### The problem
Set every entry down again, unchanged, picture-free.

### Stored data entries
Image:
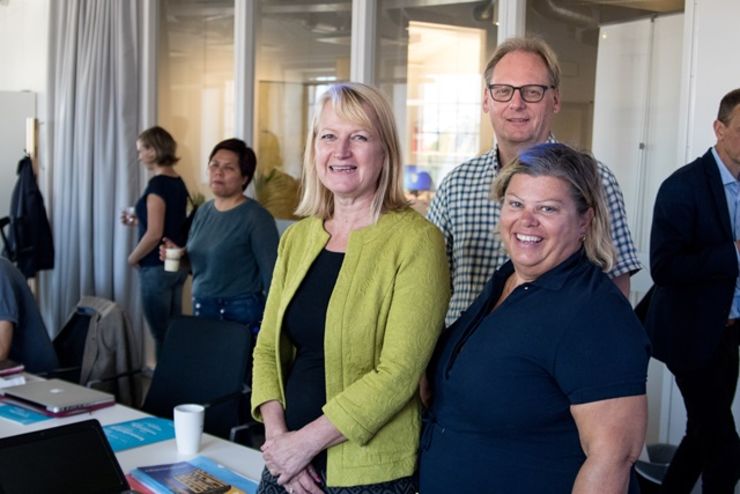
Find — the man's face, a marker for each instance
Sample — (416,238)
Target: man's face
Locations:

### Completed exercise
Image:
Find — the man's face, a marker for each instance
Sample — (416,238)
Target: man's face
Locations:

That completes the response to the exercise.